Copy the records exactly, every one of them.

┌─ RECORDS TO USE

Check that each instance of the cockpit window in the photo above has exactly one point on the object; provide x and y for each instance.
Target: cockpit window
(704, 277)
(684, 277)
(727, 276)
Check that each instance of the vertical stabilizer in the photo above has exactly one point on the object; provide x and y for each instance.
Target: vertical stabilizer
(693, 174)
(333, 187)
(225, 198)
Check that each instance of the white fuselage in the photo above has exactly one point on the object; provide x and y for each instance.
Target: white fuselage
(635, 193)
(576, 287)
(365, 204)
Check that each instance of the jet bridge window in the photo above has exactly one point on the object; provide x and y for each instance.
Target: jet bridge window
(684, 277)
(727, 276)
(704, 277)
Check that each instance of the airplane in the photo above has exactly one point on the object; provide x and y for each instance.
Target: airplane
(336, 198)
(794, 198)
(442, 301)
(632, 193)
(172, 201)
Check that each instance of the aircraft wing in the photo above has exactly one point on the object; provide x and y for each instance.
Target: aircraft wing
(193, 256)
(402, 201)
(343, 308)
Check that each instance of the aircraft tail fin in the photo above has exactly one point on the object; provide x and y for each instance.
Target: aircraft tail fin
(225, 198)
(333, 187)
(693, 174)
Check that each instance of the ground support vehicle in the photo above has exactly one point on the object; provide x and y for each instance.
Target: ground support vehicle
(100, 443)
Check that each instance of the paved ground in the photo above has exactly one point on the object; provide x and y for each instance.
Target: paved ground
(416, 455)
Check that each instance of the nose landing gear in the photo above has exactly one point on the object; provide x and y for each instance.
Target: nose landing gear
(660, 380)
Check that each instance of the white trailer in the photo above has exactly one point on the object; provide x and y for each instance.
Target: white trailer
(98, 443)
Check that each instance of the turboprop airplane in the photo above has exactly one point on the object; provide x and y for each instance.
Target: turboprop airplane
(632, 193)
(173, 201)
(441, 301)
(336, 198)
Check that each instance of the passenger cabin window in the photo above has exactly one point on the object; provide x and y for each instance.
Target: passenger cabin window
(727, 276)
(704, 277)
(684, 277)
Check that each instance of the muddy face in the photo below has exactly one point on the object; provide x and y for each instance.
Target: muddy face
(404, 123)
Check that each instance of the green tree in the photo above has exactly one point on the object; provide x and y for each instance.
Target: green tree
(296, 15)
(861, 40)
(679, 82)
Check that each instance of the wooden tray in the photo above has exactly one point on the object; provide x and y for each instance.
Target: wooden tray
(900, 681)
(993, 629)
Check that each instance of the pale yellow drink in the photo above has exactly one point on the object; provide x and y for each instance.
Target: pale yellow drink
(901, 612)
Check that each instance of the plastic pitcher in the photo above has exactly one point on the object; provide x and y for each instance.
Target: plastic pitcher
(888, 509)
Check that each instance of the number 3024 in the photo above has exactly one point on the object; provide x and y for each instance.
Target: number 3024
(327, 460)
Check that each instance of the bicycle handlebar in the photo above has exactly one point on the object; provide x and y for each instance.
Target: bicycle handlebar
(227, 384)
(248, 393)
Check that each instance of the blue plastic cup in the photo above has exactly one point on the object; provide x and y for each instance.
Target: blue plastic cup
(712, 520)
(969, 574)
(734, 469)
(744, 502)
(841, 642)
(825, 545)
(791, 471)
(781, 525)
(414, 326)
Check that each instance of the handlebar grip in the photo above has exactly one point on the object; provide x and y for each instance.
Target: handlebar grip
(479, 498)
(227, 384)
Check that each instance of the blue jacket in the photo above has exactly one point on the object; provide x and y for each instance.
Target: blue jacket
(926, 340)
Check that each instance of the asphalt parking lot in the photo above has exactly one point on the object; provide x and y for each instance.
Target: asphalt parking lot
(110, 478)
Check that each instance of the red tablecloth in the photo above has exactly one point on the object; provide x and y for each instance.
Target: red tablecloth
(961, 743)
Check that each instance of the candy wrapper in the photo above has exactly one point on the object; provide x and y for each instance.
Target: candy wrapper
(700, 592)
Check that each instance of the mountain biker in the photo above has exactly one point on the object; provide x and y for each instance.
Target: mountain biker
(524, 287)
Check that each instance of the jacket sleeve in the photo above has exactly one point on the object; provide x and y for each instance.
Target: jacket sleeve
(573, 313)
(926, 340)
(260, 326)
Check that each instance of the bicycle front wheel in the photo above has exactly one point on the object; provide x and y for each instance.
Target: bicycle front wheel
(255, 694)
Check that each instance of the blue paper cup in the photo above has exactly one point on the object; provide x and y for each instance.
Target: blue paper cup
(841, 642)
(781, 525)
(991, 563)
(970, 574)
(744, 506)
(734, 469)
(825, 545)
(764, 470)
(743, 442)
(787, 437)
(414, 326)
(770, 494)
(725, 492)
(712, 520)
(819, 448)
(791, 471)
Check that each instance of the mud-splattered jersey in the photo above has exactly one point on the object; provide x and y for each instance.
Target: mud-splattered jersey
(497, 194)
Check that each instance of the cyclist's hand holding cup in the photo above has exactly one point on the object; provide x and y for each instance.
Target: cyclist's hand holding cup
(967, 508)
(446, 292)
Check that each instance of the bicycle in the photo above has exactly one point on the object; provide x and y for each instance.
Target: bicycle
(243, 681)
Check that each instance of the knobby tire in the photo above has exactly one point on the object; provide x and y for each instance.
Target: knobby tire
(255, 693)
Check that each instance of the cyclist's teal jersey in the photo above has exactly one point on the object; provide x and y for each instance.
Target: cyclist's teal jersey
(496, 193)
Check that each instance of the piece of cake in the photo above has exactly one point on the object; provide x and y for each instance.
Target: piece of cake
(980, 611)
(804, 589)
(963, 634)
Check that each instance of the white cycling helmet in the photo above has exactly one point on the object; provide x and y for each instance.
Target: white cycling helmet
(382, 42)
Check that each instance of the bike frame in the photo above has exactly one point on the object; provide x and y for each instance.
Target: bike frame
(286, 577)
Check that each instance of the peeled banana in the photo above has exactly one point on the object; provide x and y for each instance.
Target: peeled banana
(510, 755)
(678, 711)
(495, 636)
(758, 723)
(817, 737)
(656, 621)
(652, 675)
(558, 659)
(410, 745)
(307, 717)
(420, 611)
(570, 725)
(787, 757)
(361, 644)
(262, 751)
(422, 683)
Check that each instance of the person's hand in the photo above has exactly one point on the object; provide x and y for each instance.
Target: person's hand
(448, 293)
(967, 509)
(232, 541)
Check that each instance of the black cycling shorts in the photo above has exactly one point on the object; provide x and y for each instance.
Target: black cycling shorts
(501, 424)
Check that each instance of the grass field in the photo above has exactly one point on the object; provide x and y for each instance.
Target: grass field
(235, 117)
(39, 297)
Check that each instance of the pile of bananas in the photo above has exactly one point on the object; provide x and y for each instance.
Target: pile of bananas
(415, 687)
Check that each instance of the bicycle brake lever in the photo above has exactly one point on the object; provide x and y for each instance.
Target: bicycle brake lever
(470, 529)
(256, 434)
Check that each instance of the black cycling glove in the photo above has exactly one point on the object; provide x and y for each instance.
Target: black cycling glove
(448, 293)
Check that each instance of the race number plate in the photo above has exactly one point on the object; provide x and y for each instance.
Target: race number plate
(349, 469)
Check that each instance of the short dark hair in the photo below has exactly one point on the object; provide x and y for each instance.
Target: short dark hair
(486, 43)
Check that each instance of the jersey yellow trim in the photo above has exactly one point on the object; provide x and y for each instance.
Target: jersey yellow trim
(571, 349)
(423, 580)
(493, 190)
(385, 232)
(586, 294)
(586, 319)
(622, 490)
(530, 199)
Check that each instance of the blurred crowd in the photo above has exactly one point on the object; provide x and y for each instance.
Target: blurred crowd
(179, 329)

└─

YOUR SOLUTION:
Check that each instance of the cockpit window in the photo above has exactly one point on the object; provide x and y for each instance.
Target: cockpit window
(704, 277)
(684, 277)
(727, 276)
Check that each instance of the vertical stabilizer in the photo above has exactly one point on the object; provide x and y for each instance.
Target: vertical stabilizer
(693, 174)
(333, 187)
(225, 198)
Check that each instance of the white fuselage in the photo above has exactly one point on the object; provide x and y for each instance.
Target: white fuselage
(635, 193)
(576, 287)
(365, 204)
Check that each instance of the jet bridge window in the photo above has exactly one point on the object; provide x and y for each instance.
Target: jet bridge window
(684, 277)
(727, 276)
(704, 277)
Check that each instance of the airplane in the photo above has exactly one point on the object; provide x and y for each instance.
Target: airplane
(336, 198)
(794, 198)
(442, 301)
(632, 193)
(172, 201)
Check that each instance of the aircraft wing in the photo above has exactly one point on the object; provide x and y for each instance.
Target: aircraft wing
(193, 256)
(402, 201)
(343, 308)
Check that each instance of the aircraft tail fin in the photo above has exactly one point on the object; provide x and y for each instance.
Target: aircraft tail fin
(225, 198)
(333, 187)
(693, 174)
Check that each instance of the ground support vehicle in the photo above has exactly one point on the object; provide x and y for each instance.
Target: ground support vehicle
(100, 443)
Check that each instance of the paved ground in the photo above has exactly one point on the object; provide x and y for each instance.
Target: paved ground
(416, 455)
Check that each instance of the nose landing gear in the photo above has exactly one point on the object; provide x and y for each instance.
Target: nose landing gear
(660, 380)
Check that each instance of the white trailer in the photo above has exactly one point on the object; provide x and y for each instance.
Target: white trailer
(98, 443)
Check that each instance of the turboprop airplane in the photo above has exactly one point on the object; provide x and y for each instance.
Target: turboprop airplane
(632, 193)
(173, 201)
(441, 301)
(336, 198)
Check that each instance of the passenger cabin window in the photo above has exactly one point on the object; provide x and y for each instance.
Target: passenger cabin window
(727, 276)
(704, 277)
(684, 277)
Check that each instance of the muddy face in the photo below has exactly one point on the object; provide x and y for each instance.
Target: muddy face
(404, 123)
Check that each instance of the green tree in the photo above has exactly one point on the object; provide x and y for each instance.
Target: green tree
(296, 15)
(861, 40)
(679, 82)
Check that each instance of the wooden tray in the photo above has exactly one point on the object; provide x and y for each instance.
Target: wooden tray
(900, 681)
(993, 629)
Check that each instance of the pale yellow drink in the photo above has exactly one point on the object; provide x and y for each instance.
Target: pale yellow drink
(901, 612)
Check that each instance of the plastic pitcher in the photo above has exactly one point on the object; provide x and y for each instance.
Target: plastic pitcher
(888, 509)
Check that each instance of the number 3024 in the photo above has exactly one point on the object; provide x and y for each instance.
Target: number 3024
(327, 460)
Check that each instance of the bicycle handlebar in the photo above has exactly one point on the object; provide x and y for each instance.
Target: bicycle handlebar
(227, 384)
(248, 393)
Check that each instance of the blue plastic cup in the photo above has exactly one point on the object; provide x and y for each instance.
Target: blue plastic cup
(712, 520)
(969, 574)
(734, 469)
(744, 502)
(841, 642)
(825, 545)
(791, 471)
(781, 525)
(414, 326)
Check that each instance of the handlebar grip in the photo above has exactly one point on the object; provide x and y for each instance.
Target: handlebar grip
(479, 498)
(227, 384)
Check that each instance of the blue jacket in the photo above has exactly one point on the object; provide x and y for each instance.
Target: blue jacket
(926, 340)
Check that each instance of the asphalt parking lot in the photo above has exactly one point on the object; provide x and y for each instance.
Target: asphalt parking lot
(110, 478)
Check that each instance of the red tablecloth in the photo above has exactly one point on the object; provide x and y for each instance.
Target: red tablecloth
(961, 743)
Check that each instance of the candy wrapper in the photo above has exactly one point on the object; provide x and y for each instance.
Target: candy wrapper
(700, 592)
Check that each instance of the mountain biker in the photo above has exactly one point on the object; provide x and y for each instance.
Target: mountain biker
(524, 287)
Check that each instance of the jacket sleeve in the photo above has exactly one point on the object; provide x and y for each instance.
Target: jacket sleeve
(573, 313)
(926, 340)
(260, 326)
Check that each instance of the bicycle front wheel in the photo above has exactly one point on the object; provide x and y for each instance.
Target: bicycle front wheel
(255, 694)
Check that each instance of the blue paper cup in the photo above has exactly one point on the object; provide x and y for each instance.
Target: blue paper cup
(841, 642)
(781, 525)
(991, 563)
(970, 574)
(744, 506)
(734, 469)
(825, 545)
(764, 470)
(743, 442)
(787, 437)
(414, 326)
(770, 494)
(725, 492)
(712, 520)
(819, 448)
(791, 471)
Check that each instance of the mud-splattered jersey in the photo above has exactly one point on the object; provide x and y for each instance.
Target: mud-splattered jersey
(497, 194)
Check that each instance of the cyclist's hand holding cup in the photo above has exactly one point on the object; provide x and y for each instance.
Target: cyclist's hand holding cup
(967, 508)
(446, 292)
Check that each instance of the bicycle in the photo above has exactly one point on the object; provide x and y for each instance.
Target: bicycle
(243, 681)
Check that each instance of the knobby tire in the photo above has exactly one point on the object; provide x and y for each instance.
Target: knobby tire
(255, 693)
Check that each instance of the cyclist's teal jersey in the photo above has exactly one point on the object; provide x and y for each instance.
Target: cyclist's teal jersey
(496, 193)
Check that each instance of the piece of cake in the photo above has exactly one point on the object; provide x and y for each instance.
Target: piece of cake
(980, 611)
(804, 589)
(963, 634)
Check that each instance of the white cycling helmet in the photo above has exactly one point on the object; provide x and y for each instance.
Target: white cycling helmet
(382, 42)
Check that each instance of the bike frame in the photo above has exactly one point on the object; provide x and y for each instance.
Target: bike frame
(286, 577)
Check that each instance of the peeled banana in the photo above has exactly one point on the object; provide x and y for each instance.
Target: peeled banana
(510, 755)
(678, 711)
(495, 636)
(758, 723)
(817, 737)
(656, 621)
(652, 675)
(558, 659)
(410, 745)
(307, 717)
(420, 611)
(570, 725)
(787, 757)
(361, 644)
(262, 751)
(422, 683)
Check that each instance of the person's hand in the photo above has exactly one point on the object; provide x and y for each instance.
Target: person's hand
(448, 293)
(967, 509)
(232, 541)
Check that each instance of the black cycling shorts in the photo above has exactly one point on the object; provide x and y for each instance.
Target: black cycling shorts
(501, 424)
Check that each instance of the grass field in the photo above has exactly one point on the object; provide x and y for each instance.
Target: grass field
(235, 117)
(39, 297)
Check that each instance of the pile of bananas in the photo above has exactly one point on the object; provide x and y for each instance.
Target: pile of bananas
(415, 687)
Check that each instance of the bicycle brake lever in the photo above has exactly one point on the object; provide x and y for each instance.
Target: bicycle brake lever
(470, 529)
(256, 434)
Check that each instance of the black cycling glove in the photo above has exactly one point on the object; provide x and y for each instance.
Target: black cycling glove
(448, 293)
Check that each instance of the race number plate in the photo above has exactly one point on the object; provide x and y for each instance.
Target: race number plate
(349, 469)
Check that each instance of the short dark hair in the photo below has exactly one point on the object; provide x and y for each instance.
Target: short dark hair
(486, 43)
Check that each instance of the jersey yellow trim in the photo above has exactly one point on the object; provide x and y for each instance.
Target: jersey yellow trim
(571, 349)
(423, 580)
(493, 190)
(385, 232)
(586, 294)
(586, 319)
(622, 490)
(530, 199)
Check that each instance of the blurred crowd in the photo above has exactly one point on the object; provide x and y for each instance.
Target: blurred crowd
(179, 329)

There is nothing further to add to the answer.